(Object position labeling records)

↓↓↓

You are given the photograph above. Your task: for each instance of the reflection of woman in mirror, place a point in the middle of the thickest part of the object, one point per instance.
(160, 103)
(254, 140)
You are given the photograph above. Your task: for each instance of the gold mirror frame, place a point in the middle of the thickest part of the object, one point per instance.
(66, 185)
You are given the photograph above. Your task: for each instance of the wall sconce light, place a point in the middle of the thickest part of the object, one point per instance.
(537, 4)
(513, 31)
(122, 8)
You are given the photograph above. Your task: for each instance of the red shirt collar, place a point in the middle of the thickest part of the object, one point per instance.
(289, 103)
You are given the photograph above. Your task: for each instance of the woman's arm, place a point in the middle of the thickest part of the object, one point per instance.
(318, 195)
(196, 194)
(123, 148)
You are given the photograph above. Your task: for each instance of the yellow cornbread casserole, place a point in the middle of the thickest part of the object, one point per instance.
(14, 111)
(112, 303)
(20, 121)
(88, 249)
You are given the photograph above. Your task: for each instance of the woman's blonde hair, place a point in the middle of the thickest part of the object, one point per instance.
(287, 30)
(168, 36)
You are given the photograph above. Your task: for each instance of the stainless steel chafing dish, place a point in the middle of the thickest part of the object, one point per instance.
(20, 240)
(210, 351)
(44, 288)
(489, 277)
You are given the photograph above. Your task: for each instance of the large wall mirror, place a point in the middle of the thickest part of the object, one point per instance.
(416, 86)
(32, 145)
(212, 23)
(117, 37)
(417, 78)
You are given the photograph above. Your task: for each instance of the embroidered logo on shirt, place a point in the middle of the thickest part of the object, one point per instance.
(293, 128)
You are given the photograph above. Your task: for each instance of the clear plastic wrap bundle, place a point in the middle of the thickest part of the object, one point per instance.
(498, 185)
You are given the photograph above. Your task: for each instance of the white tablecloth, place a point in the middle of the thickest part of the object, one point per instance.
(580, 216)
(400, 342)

↑↑↑

• Exercise aim:
Please copy everything from the line containing "of the clear" down through the end of the records, swapping "white tablecloth" for "linen tablecloth" and keeping all else unchanged.

• Written solution:
You are given the photograph above. Your task: for each instance of the clear plastic wrap bundle, place a point in the middle of the thickest part of the object, one point per instance.
(498, 185)
You are given the photograph above. Your task: for each instance of the linen tablecloth, place a point in the middle of the thickest part of the object, one point per instance.
(580, 216)
(400, 342)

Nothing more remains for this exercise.